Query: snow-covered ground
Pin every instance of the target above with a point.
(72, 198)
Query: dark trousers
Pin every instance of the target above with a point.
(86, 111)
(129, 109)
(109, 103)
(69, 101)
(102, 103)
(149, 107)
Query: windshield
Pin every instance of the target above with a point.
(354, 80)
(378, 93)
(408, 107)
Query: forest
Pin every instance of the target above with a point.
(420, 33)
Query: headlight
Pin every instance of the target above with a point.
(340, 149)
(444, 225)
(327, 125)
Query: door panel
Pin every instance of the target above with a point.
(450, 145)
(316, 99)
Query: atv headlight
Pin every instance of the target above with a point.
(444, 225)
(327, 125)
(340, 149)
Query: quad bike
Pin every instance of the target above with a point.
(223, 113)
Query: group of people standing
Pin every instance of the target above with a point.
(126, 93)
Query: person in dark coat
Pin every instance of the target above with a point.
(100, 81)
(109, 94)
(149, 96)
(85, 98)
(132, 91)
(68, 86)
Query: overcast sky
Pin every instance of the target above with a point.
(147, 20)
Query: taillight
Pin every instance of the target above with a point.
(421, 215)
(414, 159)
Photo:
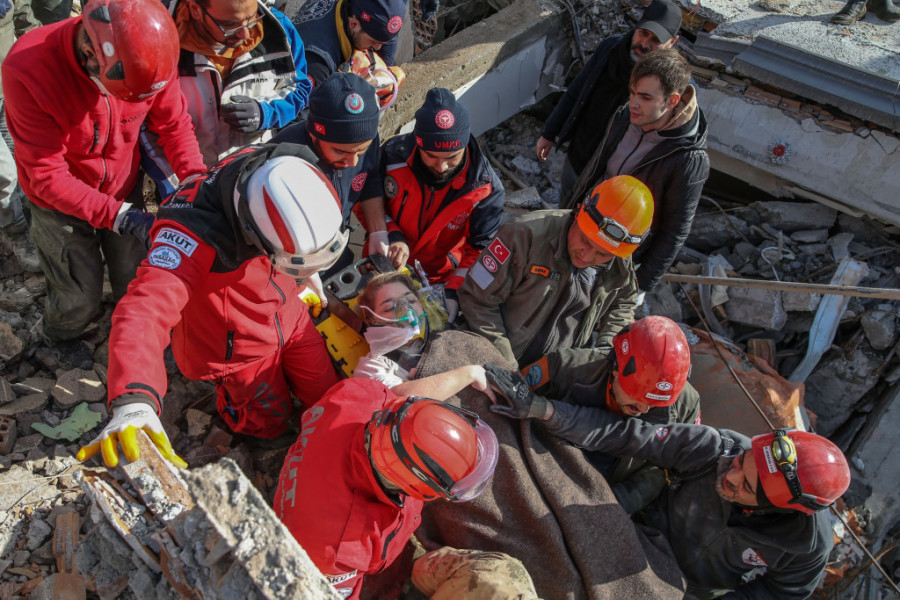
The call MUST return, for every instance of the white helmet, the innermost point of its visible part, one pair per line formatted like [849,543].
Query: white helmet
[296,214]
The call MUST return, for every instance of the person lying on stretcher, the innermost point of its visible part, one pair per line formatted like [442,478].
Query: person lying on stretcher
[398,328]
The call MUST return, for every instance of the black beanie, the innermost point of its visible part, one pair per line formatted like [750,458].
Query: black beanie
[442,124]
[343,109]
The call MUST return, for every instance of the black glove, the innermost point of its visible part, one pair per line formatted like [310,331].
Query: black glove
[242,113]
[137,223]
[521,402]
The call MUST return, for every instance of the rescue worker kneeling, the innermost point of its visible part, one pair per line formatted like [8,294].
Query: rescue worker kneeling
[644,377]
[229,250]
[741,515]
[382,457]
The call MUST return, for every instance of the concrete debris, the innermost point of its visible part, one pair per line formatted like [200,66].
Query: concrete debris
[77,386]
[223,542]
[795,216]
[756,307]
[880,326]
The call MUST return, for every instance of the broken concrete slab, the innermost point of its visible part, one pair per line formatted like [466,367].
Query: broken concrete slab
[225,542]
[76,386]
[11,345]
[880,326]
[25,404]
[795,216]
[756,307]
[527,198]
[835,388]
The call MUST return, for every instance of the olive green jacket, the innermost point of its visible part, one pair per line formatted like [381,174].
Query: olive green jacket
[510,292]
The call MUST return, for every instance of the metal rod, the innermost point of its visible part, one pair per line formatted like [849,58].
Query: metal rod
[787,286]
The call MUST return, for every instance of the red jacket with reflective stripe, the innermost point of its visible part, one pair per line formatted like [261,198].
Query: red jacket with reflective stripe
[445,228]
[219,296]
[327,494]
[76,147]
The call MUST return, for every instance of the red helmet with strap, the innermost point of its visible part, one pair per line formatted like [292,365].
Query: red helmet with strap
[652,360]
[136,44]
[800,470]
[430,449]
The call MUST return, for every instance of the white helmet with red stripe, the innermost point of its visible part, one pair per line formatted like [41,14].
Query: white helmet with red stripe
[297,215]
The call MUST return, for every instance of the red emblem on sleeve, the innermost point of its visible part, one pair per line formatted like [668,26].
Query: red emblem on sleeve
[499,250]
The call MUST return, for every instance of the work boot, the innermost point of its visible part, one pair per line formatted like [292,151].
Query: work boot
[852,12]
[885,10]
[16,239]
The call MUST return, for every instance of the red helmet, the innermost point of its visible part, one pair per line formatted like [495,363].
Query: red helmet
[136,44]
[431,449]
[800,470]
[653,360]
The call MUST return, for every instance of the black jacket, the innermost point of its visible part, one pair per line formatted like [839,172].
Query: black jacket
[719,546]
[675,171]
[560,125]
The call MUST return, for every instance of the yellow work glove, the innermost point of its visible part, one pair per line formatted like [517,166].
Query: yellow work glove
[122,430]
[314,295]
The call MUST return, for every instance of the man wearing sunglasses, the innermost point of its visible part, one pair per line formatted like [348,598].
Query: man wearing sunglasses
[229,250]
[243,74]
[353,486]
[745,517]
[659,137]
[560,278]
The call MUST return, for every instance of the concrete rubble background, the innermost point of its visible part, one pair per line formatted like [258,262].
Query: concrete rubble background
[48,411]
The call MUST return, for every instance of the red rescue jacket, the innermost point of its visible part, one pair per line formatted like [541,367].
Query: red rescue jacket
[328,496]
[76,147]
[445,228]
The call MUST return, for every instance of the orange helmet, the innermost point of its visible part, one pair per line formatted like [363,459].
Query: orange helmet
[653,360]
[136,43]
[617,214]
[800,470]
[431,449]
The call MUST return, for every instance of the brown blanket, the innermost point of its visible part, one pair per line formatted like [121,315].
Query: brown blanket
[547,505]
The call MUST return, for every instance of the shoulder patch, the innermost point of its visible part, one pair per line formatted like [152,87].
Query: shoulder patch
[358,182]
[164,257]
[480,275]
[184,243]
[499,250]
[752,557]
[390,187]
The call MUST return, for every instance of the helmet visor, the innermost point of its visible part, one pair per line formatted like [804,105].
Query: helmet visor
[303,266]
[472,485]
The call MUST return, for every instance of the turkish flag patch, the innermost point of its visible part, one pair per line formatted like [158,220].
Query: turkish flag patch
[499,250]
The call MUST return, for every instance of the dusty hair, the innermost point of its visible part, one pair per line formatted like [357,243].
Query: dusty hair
━━━━━━
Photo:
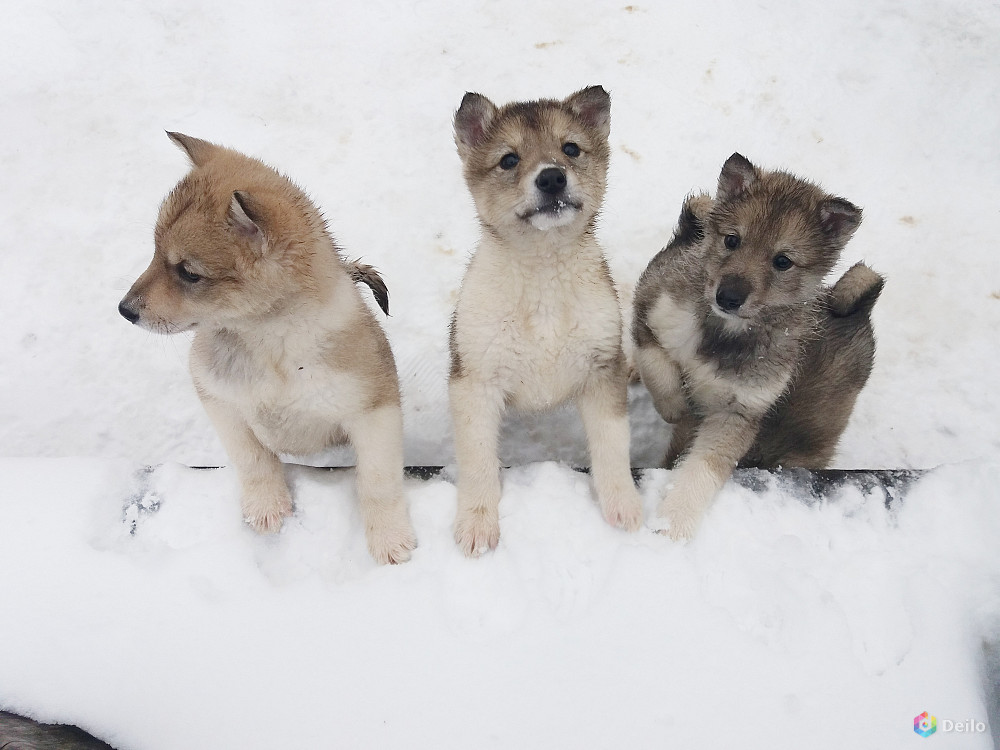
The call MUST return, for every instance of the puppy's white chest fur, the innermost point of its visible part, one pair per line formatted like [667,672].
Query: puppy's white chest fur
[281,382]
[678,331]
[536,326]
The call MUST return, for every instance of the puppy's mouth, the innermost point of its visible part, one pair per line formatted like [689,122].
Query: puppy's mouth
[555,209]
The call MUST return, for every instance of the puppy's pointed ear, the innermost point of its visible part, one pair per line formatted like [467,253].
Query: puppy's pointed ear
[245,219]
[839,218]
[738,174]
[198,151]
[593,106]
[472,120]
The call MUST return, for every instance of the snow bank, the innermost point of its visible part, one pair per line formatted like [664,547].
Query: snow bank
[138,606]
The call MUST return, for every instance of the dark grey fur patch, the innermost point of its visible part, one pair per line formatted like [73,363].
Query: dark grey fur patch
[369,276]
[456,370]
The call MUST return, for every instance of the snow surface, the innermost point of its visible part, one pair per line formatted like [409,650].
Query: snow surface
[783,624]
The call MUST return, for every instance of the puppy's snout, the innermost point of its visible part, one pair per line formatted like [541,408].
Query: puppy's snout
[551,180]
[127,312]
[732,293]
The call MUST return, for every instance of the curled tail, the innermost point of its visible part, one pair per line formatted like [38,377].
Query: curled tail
━━━━━━
> [WHAT THIS TASK INVOLVES] Reproduce the data line for line, word for word, starting at the line that contains "The call MUST return, for every instance of the brown" and ending at the line that contains "Query: dusty hair". Include both of those lines.

> [OUTPUT OF THE TASK]
The call MUST return, for every instance of the brown blanket, the innermost point of its visible part, one pair per line formatted like [121,315].
Query: brown blanket
[547,505]
The call MUST return, for every instance of the shoulder patch, the innermost point of its visible part, one pair per line formatted like [152,87].
Query: shoulder patch
[358,182]
[164,257]
[480,275]
[184,243]
[499,250]
[752,557]
[390,187]
The call MUST return, for every instance of the helmet visor, the innermost point of its visible part, one pair per line formatted like [804,105].
Query: helmet visor
[303,266]
[472,485]
The call MUST return, for every instance of the turkish flag patch, the innermost point of its visible part, one pair per line formatted like [158,220].
Query: turkish flag patch
[499,250]
The call MUST return, for every instance of the dusty hair, the innermost point of its visible part, one pair per line formatted like [357,243].
Query: dusty hair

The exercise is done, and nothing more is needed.